[Stored data entries]
*****
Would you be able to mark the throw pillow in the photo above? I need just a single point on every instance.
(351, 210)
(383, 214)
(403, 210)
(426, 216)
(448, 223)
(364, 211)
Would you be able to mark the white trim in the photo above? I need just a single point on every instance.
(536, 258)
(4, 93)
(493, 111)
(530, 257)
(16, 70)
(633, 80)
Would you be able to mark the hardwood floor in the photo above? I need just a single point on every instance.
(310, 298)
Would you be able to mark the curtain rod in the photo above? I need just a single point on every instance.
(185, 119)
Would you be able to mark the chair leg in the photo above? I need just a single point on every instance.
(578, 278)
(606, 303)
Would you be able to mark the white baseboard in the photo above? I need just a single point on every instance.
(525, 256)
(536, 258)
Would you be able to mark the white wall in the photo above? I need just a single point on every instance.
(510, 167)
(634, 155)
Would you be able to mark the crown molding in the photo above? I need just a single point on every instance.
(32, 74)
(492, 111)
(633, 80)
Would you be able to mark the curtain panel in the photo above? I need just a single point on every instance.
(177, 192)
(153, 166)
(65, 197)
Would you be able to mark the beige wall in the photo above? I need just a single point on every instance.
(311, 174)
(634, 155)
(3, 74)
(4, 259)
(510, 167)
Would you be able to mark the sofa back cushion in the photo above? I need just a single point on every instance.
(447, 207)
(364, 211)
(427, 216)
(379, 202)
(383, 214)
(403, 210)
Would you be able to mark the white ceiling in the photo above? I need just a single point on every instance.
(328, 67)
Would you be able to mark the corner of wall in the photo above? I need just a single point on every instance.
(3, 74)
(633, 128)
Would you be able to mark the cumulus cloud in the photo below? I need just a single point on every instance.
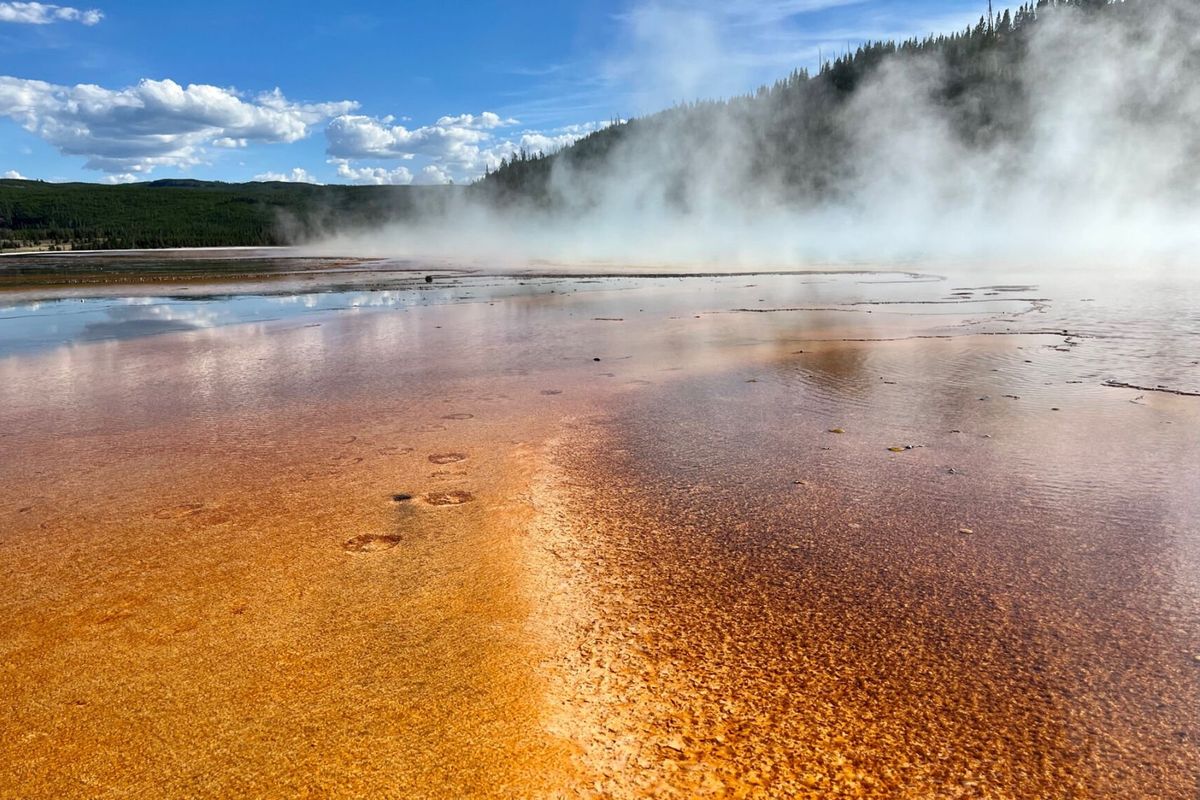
(298, 175)
(372, 175)
(457, 148)
(156, 122)
(432, 174)
(37, 13)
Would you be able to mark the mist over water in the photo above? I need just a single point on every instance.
(1091, 158)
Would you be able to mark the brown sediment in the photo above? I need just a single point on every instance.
(679, 588)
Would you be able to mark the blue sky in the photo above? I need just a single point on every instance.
(373, 92)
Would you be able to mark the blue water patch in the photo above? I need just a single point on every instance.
(45, 324)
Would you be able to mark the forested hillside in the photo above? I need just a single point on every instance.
(797, 134)
(192, 214)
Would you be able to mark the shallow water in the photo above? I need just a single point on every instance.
(240, 516)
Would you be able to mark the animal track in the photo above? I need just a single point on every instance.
(449, 498)
(371, 542)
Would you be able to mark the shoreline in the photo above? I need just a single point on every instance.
(630, 554)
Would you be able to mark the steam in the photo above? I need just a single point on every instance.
(1097, 160)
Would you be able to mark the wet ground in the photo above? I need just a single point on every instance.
(868, 534)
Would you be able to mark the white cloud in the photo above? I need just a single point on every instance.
(432, 174)
(364, 137)
(457, 148)
(156, 122)
(298, 175)
(372, 175)
(37, 13)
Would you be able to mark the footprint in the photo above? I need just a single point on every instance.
(449, 498)
(370, 542)
(179, 512)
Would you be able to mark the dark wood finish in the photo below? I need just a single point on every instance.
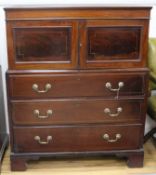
(76, 85)
(52, 43)
(75, 139)
(17, 164)
(3, 132)
(102, 42)
(75, 111)
(113, 43)
(103, 46)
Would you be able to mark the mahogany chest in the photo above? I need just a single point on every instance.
(77, 82)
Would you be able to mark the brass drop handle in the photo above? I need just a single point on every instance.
(107, 138)
(109, 86)
(35, 87)
(37, 114)
(37, 138)
(108, 111)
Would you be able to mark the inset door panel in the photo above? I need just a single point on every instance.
(43, 44)
(36, 44)
(110, 44)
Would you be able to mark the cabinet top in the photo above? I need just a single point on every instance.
(73, 3)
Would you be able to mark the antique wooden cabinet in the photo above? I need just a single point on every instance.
(3, 132)
(77, 82)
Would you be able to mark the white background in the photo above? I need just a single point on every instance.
(3, 50)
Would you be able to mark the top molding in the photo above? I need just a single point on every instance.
(73, 3)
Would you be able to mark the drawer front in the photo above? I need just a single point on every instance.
(109, 85)
(78, 138)
(113, 44)
(76, 111)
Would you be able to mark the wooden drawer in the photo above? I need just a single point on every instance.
(109, 85)
(76, 111)
(77, 138)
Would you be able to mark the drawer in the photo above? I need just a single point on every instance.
(77, 138)
(76, 111)
(109, 85)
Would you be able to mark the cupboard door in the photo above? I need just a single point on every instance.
(113, 43)
(43, 44)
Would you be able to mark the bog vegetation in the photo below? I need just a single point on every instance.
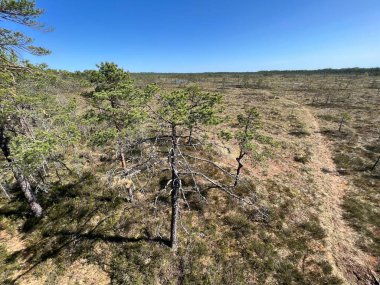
(111, 177)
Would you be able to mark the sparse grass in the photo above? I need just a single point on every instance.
(280, 241)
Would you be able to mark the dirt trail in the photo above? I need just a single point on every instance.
(348, 261)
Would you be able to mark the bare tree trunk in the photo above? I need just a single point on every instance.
(176, 186)
(341, 124)
(19, 176)
(376, 163)
(122, 159)
(190, 136)
(28, 192)
(240, 166)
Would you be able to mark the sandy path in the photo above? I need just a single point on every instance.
(348, 261)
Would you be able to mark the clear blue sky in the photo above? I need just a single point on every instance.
(211, 35)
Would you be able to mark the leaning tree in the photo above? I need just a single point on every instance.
(177, 116)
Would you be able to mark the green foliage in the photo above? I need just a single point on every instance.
(25, 13)
(190, 107)
(39, 125)
(117, 106)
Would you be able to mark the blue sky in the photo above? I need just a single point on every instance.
(211, 35)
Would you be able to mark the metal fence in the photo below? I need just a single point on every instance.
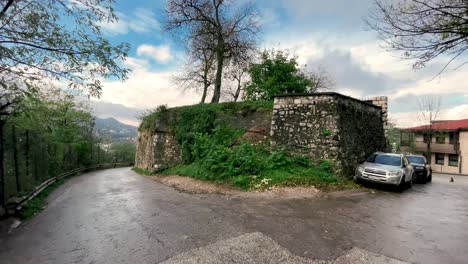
(18, 205)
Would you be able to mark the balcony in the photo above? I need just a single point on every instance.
(436, 148)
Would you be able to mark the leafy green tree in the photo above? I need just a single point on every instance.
(279, 73)
(122, 152)
(49, 41)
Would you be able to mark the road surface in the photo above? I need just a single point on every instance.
(117, 216)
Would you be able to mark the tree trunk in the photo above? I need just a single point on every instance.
(219, 71)
(15, 159)
(239, 86)
(2, 170)
(205, 91)
(27, 156)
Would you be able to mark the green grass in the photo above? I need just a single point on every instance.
(39, 202)
(142, 171)
(291, 177)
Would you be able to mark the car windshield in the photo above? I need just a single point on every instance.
(385, 159)
(416, 159)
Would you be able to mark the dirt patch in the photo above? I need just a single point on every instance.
(190, 185)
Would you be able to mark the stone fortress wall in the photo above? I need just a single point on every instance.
(323, 126)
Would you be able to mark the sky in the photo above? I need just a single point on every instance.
(329, 34)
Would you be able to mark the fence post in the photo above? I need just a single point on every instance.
(15, 158)
(2, 170)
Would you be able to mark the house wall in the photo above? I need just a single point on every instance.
(444, 168)
(464, 151)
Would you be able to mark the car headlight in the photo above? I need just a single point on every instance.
(361, 168)
(395, 173)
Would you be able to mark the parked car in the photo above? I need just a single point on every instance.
(422, 169)
(387, 168)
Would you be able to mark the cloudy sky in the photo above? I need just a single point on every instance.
(330, 34)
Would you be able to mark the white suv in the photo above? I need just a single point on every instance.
(387, 168)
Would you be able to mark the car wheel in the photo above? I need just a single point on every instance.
(424, 179)
(402, 186)
(409, 184)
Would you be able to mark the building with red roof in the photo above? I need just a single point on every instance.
(446, 141)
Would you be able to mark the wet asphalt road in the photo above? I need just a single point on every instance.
(117, 216)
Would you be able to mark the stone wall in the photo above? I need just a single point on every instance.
(158, 149)
(328, 126)
(323, 126)
(381, 101)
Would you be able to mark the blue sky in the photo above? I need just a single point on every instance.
(329, 34)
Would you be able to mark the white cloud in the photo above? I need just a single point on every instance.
(146, 89)
(141, 21)
(161, 54)
(410, 119)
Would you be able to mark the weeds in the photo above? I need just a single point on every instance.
(38, 203)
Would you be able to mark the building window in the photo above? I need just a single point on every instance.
(426, 138)
(440, 139)
(451, 138)
(453, 160)
(440, 158)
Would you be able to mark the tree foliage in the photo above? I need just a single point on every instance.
(423, 29)
(46, 137)
(217, 26)
(51, 43)
(277, 72)
(59, 40)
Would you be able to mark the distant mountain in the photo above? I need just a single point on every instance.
(112, 129)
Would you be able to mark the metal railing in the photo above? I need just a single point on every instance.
(18, 205)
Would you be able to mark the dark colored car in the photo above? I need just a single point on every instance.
(422, 169)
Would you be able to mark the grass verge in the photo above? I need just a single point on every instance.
(143, 171)
(311, 176)
(38, 203)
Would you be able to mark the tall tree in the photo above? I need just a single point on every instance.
(428, 112)
(50, 41)
(423, 29)
(276, 72)
(199, 72)
(232, 29)
(237, 74)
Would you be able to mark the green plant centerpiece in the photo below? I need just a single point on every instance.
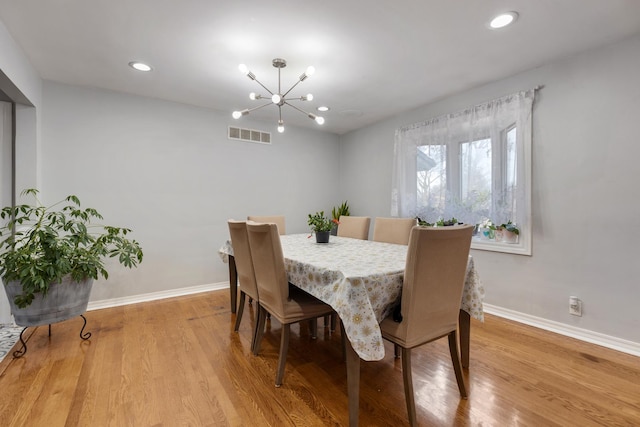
*****
Goal: Rewrite the rows from the line containing "Would you be able to mark the metal railing" through the last row, changing every "a single point" to "one point" and keeping everything else the same. Leave the pictures out of your answer.

Output:
Would you be able to mark the metal railing in the photo above? I need just one point on every instance.
(18, 205)
Would you be able to mark the dark colored car in the photo above? I need just one point on every instance.
(422, 169)
Would you be able to mark the grass verge in the photo above? I need just one point on every instance.
(143, 171)
(311, 176)
(38, 203)
Would you be able to mark the tall tree in the photo above? I need just one point on every instance.
(428, 112)
(50, 41)
(423, 29)
(276, 72)
(199, 72)
(232, 29)
(237, 74)
Would you be able to mark the green plant centerpiece in the photo below? I need just one point on every instance.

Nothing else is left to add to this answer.